/---
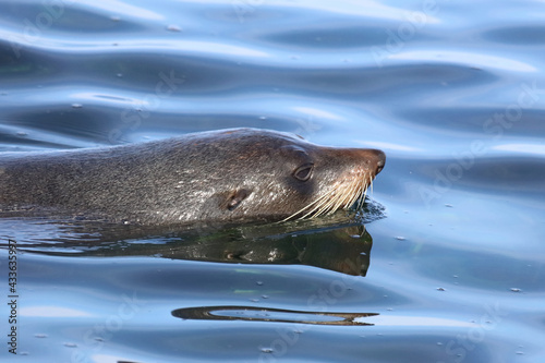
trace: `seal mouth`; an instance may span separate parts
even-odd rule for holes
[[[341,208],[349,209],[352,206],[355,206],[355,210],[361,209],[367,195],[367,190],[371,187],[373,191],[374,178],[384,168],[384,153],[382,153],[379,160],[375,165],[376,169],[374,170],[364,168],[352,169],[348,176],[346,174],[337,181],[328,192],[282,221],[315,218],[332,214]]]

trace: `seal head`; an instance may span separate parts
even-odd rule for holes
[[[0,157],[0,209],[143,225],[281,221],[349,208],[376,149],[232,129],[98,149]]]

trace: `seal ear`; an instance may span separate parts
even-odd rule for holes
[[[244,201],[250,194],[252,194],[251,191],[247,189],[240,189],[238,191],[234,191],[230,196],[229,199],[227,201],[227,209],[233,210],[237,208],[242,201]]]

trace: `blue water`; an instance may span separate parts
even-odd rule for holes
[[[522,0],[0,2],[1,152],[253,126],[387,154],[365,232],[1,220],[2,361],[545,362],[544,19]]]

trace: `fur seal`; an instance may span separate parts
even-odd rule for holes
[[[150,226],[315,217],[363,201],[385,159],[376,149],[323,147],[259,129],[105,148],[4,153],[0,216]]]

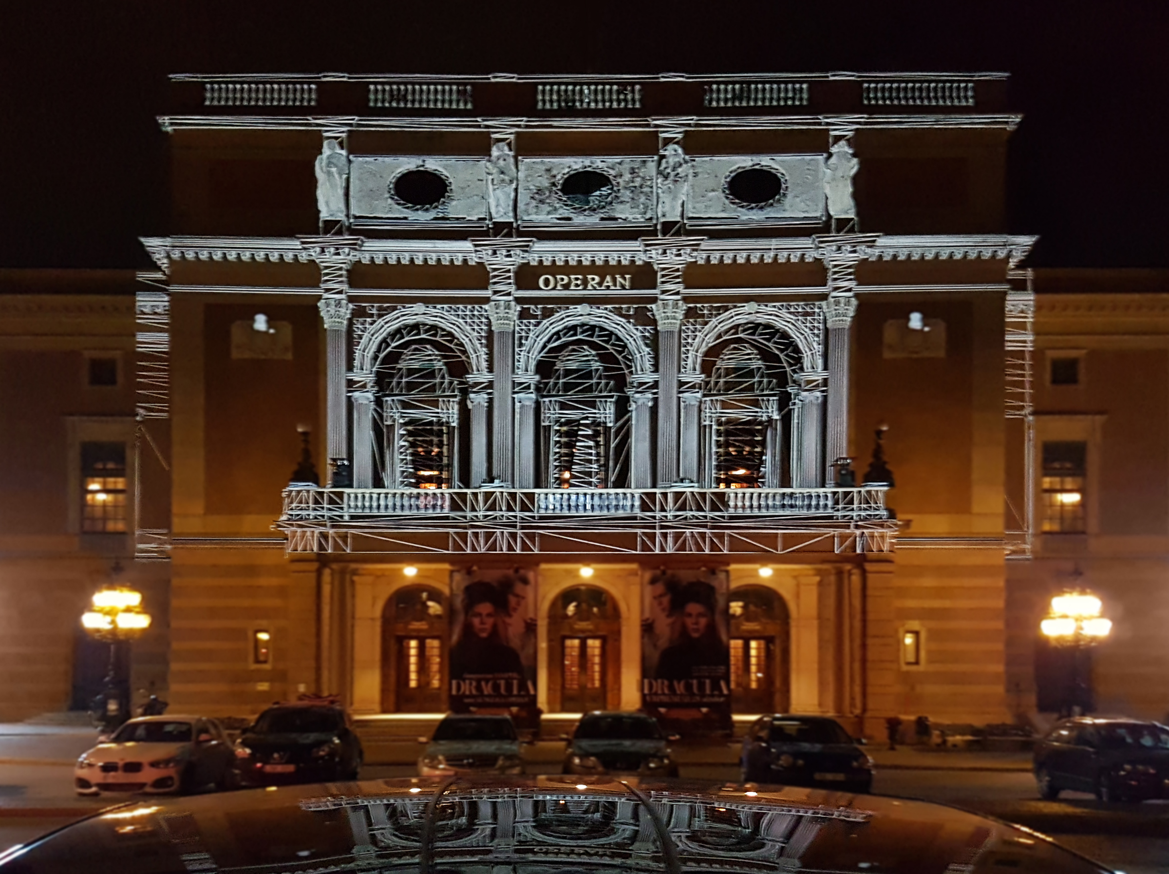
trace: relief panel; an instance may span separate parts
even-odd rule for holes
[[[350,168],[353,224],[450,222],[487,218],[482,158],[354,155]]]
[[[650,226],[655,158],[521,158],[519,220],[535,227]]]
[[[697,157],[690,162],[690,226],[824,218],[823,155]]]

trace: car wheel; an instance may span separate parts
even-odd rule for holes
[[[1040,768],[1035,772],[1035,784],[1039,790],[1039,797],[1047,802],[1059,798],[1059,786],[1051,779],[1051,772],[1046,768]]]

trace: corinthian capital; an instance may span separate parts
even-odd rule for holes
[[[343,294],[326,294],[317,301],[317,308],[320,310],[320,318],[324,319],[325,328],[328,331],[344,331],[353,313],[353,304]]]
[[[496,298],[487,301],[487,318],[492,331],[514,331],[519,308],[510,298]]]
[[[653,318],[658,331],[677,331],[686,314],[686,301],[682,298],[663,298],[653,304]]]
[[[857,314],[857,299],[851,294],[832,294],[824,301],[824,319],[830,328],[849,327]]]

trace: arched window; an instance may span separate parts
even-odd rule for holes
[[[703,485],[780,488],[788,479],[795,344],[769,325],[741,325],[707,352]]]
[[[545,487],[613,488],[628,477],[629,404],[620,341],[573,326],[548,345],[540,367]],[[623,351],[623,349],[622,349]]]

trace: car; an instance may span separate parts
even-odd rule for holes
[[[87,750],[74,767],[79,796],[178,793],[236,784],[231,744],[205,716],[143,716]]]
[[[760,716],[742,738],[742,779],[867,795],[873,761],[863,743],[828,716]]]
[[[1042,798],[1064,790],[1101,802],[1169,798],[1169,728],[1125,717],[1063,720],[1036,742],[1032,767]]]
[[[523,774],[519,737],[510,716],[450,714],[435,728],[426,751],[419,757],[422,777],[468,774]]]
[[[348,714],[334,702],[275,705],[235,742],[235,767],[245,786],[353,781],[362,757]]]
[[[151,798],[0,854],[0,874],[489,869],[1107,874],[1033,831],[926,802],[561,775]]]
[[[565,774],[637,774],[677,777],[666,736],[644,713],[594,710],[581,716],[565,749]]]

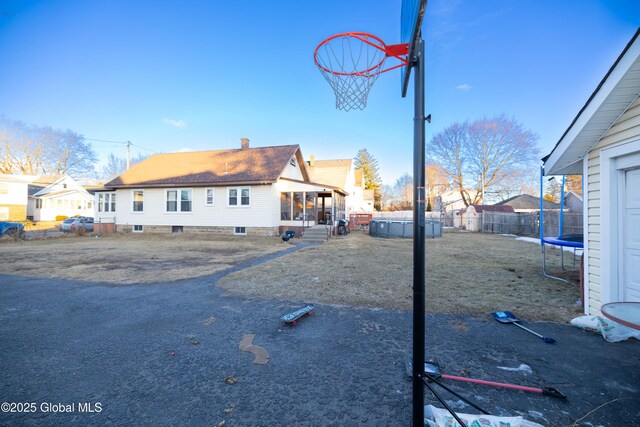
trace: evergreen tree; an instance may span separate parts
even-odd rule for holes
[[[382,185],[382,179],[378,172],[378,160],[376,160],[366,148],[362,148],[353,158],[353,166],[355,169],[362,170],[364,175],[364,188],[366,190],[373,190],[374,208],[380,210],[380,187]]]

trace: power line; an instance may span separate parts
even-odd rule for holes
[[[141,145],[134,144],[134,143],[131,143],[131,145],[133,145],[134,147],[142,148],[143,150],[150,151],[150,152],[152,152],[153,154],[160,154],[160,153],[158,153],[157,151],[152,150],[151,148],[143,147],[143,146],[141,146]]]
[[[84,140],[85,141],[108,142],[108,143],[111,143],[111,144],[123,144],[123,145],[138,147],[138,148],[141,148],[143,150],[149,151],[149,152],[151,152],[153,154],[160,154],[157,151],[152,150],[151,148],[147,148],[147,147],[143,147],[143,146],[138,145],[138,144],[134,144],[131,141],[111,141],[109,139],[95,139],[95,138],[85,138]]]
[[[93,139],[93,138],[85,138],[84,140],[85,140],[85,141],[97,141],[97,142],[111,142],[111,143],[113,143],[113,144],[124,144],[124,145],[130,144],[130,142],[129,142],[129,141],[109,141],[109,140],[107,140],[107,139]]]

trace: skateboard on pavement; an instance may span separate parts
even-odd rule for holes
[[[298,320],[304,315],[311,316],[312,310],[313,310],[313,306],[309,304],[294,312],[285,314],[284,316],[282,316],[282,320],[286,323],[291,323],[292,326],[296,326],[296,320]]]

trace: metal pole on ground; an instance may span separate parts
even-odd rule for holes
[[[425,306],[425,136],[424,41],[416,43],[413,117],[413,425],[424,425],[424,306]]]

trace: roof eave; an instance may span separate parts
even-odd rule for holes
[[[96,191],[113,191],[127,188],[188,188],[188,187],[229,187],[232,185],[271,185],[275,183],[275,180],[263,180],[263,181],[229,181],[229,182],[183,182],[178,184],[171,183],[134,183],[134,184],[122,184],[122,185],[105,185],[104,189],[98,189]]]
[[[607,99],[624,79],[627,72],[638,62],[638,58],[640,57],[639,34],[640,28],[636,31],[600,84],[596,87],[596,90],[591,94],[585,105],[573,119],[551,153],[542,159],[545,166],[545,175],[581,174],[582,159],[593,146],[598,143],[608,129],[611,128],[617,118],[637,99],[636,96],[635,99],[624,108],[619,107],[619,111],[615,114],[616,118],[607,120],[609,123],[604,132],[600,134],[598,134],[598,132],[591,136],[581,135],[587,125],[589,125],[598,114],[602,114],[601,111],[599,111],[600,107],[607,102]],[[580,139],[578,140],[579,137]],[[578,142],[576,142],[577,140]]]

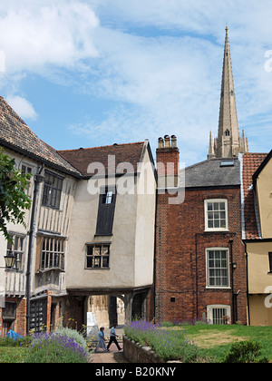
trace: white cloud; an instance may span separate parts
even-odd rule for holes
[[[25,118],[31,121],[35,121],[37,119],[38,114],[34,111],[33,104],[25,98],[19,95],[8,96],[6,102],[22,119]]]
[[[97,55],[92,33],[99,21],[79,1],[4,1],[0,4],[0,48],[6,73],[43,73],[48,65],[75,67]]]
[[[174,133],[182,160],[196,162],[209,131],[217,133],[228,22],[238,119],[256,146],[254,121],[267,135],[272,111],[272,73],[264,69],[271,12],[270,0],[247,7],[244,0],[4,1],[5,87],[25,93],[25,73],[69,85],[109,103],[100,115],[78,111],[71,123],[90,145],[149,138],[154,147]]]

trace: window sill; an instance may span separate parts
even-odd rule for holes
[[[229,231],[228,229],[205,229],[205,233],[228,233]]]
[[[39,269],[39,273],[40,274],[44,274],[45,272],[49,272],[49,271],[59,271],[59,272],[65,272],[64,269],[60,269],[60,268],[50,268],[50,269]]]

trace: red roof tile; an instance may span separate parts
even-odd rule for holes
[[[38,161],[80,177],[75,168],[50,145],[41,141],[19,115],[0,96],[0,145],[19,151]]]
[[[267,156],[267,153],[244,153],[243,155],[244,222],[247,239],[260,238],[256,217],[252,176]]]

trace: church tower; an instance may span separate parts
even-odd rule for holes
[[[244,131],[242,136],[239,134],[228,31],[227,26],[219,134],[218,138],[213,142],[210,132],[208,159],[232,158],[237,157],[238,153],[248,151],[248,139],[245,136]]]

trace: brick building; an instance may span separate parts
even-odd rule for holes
\---
/---
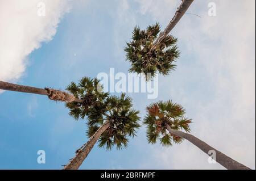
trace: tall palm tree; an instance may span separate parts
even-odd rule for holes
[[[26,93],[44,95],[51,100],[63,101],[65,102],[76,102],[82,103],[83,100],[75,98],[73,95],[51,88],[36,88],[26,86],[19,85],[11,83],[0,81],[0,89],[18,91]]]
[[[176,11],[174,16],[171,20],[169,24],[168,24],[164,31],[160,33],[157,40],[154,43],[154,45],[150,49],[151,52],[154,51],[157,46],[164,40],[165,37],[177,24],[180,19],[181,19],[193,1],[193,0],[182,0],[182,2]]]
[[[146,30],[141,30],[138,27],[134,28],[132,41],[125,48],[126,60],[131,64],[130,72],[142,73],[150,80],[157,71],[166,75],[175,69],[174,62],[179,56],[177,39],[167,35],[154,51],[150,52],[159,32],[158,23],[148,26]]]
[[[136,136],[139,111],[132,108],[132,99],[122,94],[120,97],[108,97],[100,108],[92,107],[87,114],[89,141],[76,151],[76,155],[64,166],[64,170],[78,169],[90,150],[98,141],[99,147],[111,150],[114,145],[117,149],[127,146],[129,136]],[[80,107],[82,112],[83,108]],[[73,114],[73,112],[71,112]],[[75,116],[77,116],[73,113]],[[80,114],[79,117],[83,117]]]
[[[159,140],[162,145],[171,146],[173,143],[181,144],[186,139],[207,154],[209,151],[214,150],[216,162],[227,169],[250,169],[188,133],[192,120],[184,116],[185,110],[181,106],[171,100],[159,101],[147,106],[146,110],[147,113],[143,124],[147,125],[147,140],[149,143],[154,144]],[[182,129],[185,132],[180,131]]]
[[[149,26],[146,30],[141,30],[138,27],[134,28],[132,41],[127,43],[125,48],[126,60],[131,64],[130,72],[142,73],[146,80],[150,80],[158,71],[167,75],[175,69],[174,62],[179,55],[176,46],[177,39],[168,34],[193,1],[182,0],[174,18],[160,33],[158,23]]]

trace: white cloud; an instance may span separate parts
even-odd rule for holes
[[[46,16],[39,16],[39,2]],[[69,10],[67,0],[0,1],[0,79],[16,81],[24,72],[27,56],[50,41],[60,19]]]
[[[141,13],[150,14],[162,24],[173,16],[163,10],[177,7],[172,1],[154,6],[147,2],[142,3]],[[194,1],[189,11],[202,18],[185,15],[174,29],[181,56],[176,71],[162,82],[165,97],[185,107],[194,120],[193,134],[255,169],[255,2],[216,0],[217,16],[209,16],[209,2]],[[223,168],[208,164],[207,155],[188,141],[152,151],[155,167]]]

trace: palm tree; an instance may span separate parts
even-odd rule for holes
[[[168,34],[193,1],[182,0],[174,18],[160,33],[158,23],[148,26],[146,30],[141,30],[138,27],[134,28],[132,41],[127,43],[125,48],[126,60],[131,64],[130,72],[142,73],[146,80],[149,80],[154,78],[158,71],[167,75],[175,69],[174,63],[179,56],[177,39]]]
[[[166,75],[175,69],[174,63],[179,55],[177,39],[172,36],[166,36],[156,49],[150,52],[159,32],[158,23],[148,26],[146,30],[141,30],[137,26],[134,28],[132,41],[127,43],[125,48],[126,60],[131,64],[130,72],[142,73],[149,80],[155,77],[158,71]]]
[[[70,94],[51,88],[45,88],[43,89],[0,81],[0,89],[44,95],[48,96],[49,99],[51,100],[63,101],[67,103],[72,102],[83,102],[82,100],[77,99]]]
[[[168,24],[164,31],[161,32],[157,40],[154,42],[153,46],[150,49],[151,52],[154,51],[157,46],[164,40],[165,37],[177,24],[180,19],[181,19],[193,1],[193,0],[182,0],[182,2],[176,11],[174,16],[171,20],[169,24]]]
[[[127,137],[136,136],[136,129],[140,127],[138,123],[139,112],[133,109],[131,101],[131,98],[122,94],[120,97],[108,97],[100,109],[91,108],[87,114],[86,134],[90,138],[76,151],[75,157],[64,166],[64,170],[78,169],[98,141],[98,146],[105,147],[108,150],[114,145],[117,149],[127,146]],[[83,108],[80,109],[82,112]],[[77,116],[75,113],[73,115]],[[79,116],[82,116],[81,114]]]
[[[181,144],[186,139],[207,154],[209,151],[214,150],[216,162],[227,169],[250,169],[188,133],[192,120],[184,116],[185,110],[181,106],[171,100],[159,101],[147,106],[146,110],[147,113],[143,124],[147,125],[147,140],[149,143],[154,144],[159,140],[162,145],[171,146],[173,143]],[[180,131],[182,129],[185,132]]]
\---
/---
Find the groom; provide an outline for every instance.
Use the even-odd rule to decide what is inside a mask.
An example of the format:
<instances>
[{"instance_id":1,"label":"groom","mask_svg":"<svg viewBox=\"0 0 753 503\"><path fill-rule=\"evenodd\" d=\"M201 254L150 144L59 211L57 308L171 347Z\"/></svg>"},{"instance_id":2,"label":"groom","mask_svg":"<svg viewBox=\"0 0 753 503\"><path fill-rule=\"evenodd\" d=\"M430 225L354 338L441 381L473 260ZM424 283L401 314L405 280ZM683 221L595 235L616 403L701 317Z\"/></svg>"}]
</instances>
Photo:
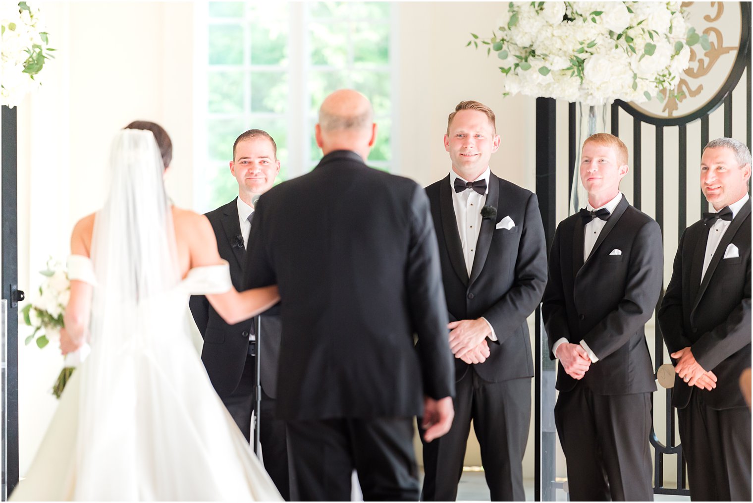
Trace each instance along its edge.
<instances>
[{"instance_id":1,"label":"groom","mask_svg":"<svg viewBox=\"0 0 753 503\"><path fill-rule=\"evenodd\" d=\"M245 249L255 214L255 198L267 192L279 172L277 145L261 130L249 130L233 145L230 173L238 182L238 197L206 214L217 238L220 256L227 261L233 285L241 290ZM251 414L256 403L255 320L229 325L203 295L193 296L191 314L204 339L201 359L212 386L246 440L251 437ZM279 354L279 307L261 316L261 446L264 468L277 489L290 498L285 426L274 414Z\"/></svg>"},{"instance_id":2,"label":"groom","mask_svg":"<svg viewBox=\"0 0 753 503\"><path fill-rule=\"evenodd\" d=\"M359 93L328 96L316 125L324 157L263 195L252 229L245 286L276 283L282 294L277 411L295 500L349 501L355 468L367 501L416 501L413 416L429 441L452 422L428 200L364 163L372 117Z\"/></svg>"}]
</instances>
\---
PROBLEM STATEMENT:
Copy out every line of the data above that contains the word "window".

WRITTEN REPLY:
trace: arched window; an instance may span separate parts
trace: window sill; an instance may span separate parts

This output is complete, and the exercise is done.